◆ **Short problem**: Please count the lines in the records below that contain the word "every" and give only that number.

◆ **Entries provided**:
============

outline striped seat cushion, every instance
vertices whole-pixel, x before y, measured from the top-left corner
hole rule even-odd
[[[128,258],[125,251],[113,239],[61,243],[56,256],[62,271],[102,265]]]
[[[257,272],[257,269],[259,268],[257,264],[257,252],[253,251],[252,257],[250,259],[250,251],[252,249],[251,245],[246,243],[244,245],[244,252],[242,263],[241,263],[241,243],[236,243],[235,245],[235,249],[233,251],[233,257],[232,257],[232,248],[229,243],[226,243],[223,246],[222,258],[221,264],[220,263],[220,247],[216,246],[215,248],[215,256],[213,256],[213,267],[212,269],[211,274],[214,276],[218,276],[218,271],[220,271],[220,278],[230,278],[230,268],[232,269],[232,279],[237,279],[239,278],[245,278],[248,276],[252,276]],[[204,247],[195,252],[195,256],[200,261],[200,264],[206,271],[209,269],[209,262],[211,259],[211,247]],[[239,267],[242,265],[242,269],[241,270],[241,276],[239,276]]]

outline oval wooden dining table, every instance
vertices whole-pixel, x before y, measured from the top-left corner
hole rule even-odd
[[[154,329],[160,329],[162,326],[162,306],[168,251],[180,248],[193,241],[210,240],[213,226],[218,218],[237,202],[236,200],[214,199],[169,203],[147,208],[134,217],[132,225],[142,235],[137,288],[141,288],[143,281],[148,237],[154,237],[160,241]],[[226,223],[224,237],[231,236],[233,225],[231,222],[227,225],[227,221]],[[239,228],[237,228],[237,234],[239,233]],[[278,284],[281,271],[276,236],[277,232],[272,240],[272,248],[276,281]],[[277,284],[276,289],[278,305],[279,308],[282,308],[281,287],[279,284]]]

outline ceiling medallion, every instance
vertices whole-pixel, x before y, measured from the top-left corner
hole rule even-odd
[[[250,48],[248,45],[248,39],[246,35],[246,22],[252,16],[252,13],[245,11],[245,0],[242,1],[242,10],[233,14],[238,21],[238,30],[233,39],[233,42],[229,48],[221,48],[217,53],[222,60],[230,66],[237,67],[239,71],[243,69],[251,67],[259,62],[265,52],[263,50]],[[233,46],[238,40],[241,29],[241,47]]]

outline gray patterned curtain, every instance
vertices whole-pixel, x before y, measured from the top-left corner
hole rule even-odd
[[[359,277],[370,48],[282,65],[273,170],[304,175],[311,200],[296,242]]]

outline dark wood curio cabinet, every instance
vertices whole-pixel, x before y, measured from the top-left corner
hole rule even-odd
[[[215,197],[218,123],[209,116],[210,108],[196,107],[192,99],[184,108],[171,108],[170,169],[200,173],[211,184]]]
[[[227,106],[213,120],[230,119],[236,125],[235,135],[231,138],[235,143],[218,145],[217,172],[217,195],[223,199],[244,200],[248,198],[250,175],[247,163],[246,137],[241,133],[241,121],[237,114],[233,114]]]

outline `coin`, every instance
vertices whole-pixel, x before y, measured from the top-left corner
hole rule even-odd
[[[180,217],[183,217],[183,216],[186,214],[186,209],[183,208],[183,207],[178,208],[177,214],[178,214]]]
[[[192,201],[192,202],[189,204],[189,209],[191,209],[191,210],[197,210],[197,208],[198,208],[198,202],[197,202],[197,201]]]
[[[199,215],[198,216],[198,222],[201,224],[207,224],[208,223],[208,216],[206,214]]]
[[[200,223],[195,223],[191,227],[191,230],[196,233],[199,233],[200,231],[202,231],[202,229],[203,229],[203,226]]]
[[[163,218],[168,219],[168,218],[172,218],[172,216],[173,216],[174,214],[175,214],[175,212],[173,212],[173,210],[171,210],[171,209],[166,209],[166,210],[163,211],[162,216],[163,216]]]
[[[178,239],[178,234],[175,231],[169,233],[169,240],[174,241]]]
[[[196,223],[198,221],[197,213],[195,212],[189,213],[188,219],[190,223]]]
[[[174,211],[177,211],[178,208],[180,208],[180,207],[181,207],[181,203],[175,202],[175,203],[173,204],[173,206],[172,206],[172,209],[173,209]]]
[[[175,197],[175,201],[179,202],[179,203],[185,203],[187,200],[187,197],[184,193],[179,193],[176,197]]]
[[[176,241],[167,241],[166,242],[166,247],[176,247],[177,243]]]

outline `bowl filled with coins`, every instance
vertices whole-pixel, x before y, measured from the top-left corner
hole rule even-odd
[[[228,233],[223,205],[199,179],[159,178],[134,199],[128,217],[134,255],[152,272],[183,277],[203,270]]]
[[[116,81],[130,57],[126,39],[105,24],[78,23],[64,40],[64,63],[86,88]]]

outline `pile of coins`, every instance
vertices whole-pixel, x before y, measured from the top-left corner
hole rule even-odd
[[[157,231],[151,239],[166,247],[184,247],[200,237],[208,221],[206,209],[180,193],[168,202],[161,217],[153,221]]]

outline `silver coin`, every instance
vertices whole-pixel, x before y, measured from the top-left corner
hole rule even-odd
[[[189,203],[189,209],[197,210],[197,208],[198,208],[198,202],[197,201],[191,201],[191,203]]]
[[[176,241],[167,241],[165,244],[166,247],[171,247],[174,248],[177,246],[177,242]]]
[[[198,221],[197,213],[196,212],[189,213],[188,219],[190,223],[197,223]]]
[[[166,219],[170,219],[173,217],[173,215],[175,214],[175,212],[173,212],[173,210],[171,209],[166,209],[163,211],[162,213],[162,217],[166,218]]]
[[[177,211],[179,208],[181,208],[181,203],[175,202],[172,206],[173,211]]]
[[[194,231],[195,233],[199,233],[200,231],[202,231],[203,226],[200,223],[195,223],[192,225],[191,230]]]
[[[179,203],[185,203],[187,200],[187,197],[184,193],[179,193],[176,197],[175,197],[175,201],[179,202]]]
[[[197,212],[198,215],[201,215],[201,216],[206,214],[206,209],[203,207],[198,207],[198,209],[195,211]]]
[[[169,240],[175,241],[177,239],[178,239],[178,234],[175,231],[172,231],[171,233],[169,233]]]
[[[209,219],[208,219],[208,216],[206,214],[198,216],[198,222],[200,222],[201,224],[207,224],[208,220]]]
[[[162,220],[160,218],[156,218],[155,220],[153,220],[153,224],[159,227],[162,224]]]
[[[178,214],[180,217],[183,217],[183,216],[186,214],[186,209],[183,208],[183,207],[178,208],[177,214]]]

============

◆ **Result below**: 9